Start Records provided

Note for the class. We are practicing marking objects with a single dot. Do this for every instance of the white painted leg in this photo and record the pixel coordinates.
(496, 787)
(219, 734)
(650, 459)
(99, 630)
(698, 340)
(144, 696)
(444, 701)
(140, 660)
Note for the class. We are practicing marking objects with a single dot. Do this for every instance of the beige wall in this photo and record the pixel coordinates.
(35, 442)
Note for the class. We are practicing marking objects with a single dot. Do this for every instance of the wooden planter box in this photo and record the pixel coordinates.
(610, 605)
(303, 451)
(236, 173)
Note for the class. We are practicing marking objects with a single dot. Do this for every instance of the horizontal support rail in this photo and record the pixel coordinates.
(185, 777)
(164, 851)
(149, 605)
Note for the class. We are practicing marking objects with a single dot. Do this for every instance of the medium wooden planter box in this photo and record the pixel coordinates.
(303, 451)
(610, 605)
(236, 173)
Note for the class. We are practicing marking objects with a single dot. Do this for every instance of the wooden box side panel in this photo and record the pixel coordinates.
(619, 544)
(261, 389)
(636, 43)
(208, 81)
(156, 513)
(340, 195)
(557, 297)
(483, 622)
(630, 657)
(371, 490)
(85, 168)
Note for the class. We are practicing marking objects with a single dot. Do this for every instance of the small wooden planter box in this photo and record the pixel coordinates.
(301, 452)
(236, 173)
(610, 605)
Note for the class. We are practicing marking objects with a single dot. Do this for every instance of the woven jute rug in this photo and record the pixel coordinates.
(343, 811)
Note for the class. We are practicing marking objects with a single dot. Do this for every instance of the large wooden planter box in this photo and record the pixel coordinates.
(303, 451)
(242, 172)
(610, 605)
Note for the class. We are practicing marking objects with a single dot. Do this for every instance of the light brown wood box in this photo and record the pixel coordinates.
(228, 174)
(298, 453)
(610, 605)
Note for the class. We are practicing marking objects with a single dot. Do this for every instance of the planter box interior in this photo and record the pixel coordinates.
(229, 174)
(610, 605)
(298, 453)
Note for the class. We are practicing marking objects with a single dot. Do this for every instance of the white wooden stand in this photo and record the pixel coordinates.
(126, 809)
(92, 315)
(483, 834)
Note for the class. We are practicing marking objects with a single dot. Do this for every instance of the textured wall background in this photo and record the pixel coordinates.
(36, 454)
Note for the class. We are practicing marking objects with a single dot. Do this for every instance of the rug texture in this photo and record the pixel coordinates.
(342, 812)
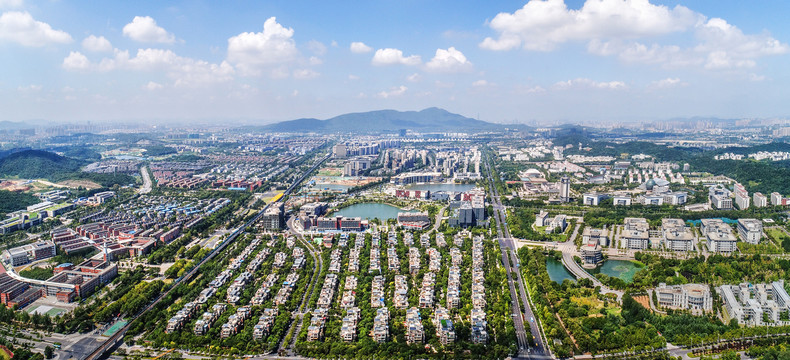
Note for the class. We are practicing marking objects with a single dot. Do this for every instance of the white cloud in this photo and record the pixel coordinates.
(450, 60)
(21, 28)
(251, 52)
(667, 83)
(396, 91)
(76, 61)
(304, 74)
(151, 86)
(728, 47)
(184, 71)
(756, 78)
(96, 44)
(11, 4)
(316, 47)
(30, 88)
(315, 61)
(144, 29)
(360, 48)
(391, 56)
(589, 84)
(717, 45)
(443, 85)
(542, 25)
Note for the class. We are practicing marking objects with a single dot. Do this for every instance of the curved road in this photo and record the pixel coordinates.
(507, 246)
(147, 185)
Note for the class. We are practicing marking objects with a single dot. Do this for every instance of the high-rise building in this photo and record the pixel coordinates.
(759, 200)
(777, 199)
(565, 189)
(741, 197)
(339, 151)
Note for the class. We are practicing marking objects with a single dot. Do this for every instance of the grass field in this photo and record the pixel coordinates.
(4, 355)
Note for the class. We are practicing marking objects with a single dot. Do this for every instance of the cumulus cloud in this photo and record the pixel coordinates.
(96, 44)
(183, 70)
(396, 91)
(619, 28)
(391, 56)
(251, 52)
(450, 60)
(151, 86)
(667, 83)
(728, 47)
(30, 88)
(360, 48)
(315, 61)
(316, 47)
(11, 4)
(76, 61)
(303, 74)
(541, 25)
(584, 83)
(21, 28)
(144, 29)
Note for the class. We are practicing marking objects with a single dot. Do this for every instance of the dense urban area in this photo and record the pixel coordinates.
(487, 241)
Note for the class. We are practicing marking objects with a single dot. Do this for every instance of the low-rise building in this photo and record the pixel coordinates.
(635, 233)
(756, 304)
(685, 297)
(750, 230)
(677, 236)
(719, 236)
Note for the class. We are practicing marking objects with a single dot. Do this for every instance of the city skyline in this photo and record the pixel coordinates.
(505, 62)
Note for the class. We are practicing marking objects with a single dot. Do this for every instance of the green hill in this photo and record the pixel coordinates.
(37, 164)
(427, 120)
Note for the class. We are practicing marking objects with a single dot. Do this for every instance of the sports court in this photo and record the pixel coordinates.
(45, 309)
(114, 328)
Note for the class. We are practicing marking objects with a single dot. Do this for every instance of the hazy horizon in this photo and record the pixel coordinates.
(505, 62)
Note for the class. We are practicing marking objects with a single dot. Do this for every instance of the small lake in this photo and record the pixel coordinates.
(557, 272)
(333, 187)
(442, 187)
(622, 269)
(371, 211)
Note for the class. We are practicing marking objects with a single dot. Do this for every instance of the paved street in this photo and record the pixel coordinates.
(507, 246)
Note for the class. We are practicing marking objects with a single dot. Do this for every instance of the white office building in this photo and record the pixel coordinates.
(750, 230)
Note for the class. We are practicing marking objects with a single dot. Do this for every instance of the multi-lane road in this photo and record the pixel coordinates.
(522, 314)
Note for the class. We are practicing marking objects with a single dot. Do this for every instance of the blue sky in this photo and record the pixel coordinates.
(505, 61)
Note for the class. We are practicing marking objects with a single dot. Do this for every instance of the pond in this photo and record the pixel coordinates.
(557, 272)
(333, 187)
(371, 211)
(622, 269)
(442, 187)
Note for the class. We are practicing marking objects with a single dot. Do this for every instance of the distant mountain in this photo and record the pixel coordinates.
(35, 164)
(431, 119)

End Records provided

> [Written task] Repeat all of the data above word for word, without the pictures.

> [Exercise response]
Note for the class. We are practicing marking objects with a single dot. Do this for every instance of the white painted leg in this photo and record the pixel coordinates.
(496, 787)
(219, 734)
(650, 459)
(99, 630)
(698, 340)
(144, 696)
(444, 701)
(140, 660)
Note for the class. We are practicing marking objects with a single dot. Do this for every instance of the beige wall in this photo and record the pixel coordinates.
(35, 442)
Note for the class. We are practicing marking objects with a single dot. Do this for every instance of the wooden planter box in this photo and record the pixel coordinates.
(610, 605)
(303, 451)
(236, 173)
Note for the class. We are practicing marking objects with a single dot. Do this for every instance of the horizontal support rail in this photo and record the pixel coordinates.
(185, 777)
(164, 851)
(149, 605)
Note for the class. We are practicing marking objects with a single dot. Do this for every instance of the medium wooden planter box in this photo and record the pixel coordinates.
(303, 451)
(610, 605)
(236, 173)
Note for the class. We are practicing marking objects with a single dot. Do this for every instance of the wooden box side panel in this photo and record the pixel coordinates.
(619, 544)
(261, 389)
(636, 43)
(208, 81)
(156, 513)
(340, 195)
(557, 297)
(483, 622)
(630, 657)
(371, 490)
(85, 168)
Note for the class. We are practicing marking objects with a single dot. Do this for every instance of the small wooden planter box in this photo and record the pixel coordinates.
(301, 452)
(236, 173)
(610, 605)
Note for the class. We are practicing marking objects with a single dot. Do this for every instance of the woven jute rug in this photo and record the pixel coordinates.
(343, 811)
Note for the class. We are practicing marking objects with a single dot. Do this for every instance of the large wooden planter box in this photo and record the pixel coordinates.
(303, 451)
(242, 172)
(610, 605)
Note for the class. We are practicing marking objects with a single dot. Do this for every instance of the light brown wood box in this photo and record the pixel coordinates.
(228, 174)
(298, 453)
(610, 605)
Note for the class. We are practicing marking objects with a single dot. Do this for every instance of the planter box interior in this photo and record the pixel coordinates.
(229, 174)
(610, 605)
(298, 453)
Note for the class. We are practicing marking objects with a single dot. Do this for every instance of the white wooden stand in this photo and record the pixel coordinates.
(126, 809)
(92, 315)
(483, 834)
Note for the class. We are practicing marking objects with a single dot. Do this for every instance of the textured wall background in this photo and record the pixel coordinates.
(36, 454)
Note for the class. We are practicing marking objects with a single dot. Do this for every instance of the rug texture in this photo and record the pixel coordinates.
(342, 812)
Note for the class. We are practicing marking objects with a single dot. Do this for every instance of the white cloud in this photo and record the pixel coordinates.
(450, 60)
(21, 28)
(251, 52)
(667, 83)
(396, 91)
(76, 61)
(304, 74)
(151, 86)
(728, 47)
(184, 71)
(756, 78)
(96, 44)
(11, 4)
(316, 47)
(30, 88)
(315, 61)
(144, 29)
(360, 48)
(391, 56)
(589, 84)
(717, 45)
(443, 85)
(542, 25)
Note for the class. We are practicing marking objects with a single dot. Do this for every instance of the curved road in this photo and record the pixel coordinates.
(507, 246)
(147, 185)
Note for the class. We are practicing marking objects with a single dot. Do this for every instance of the high-rise building in this photo and record the pixel coordinates.
(759, 200)
(777, 199)
(565, 189)
(741, 197)
(339, 151)
Note for the class. We are practicing marking objects with a single dot. Do this for every instance of the grass field in this photo and record the pixel coordinates.
(4, 355)
Note for the class. We are practicing marking objects with a single dot. Do this for every instance of the cumulus cloud in this photo and record the pixel coordinates.
(96, 44)
(183, 70)
(396, 91)
(619, 28)
(391, 56)
(251, 52)
(450, 60)
(151, 86)
(667, 83)
(728, 47)
(30, 88)
(360, 48)
(315, 61)
(316, 47)
(11, 4)
(76, 61)
(303, 74)
(541, 25)
(584, 83)
(21, 28)
(144, 29)
Note for the class. We are practicing marking objects with a single dot. Do this for every instance of the dense urban area in this photo and record the pixel coordinates.
(487, 241)
Note for the class. We are practicing marking objects with a single dot. Do this for every instance of the low-rise building in this photo and record the pixel coordinates.
(635, 233)
(756, 304)
(685, 297)
(750, 230)
(677, 236)
(719, 236)
Note for the class. We are practicing marking objects with a single dot. Do this for every instance of the city skyline in this photo and record the pixel coordinates.
(505, 62)
Note for the class. We are practicing marking objects with a single dot. Do this for every instance of the green hill in this photo and record the pixel coordinates.
(37, 164)
(427, 120)
Note for the class. We are practicing marking objects with a single dot. Do this for every instance of the sports court in this photo and record the pixel coordinates.
(45, 309)
(114, 328)
Note for the class. We are practicing marking objects with a single dot. Do this for every instance of the hazy horizon in this photo and record the pixel coordinates.
(505, 62)
Note for the class. We are practicing marking objects with a single dot. Do this for every instance of the small lake in this photo and record the pixel coordinates.
(557, 272)
(333, 187)
(442, 187)
(622, 269)
(371, 211)
Note for the class. We are practicing marking objects with a single dot. Do this for every instance of the paved street in this photo and record the pixel coordinates.
(507, 246)
Note for the class. We are practicing marking objects with a single dot. Do this for every instance of the white office building in this photo and record the pixel coordinates.
(750, 230)
Note for the class. We are practicing marking objects with a single dot. Do this for every instance of the multi-lane road in this photo and record the pixel coordinates.
(522, 314)
Note for the class. We are practicing marking objects with a single dot. Do this for every instance of the blue sky in this photo and record the pixel coordinates.
(505, 61)
Note for the class. We are practicing marking objects with a single dot. Do this for every instance of the pond in this photo and record the pixel coordinates.
(557, 272)
(333, 187)
(371, 211)
(622, 269)
(442, 187)
Note for the class. We are practicing marking objects with a single dot. Do this for every instance of the distant mountain in this photo and record the pixel coordinates.
(35, 164)
(431, 119)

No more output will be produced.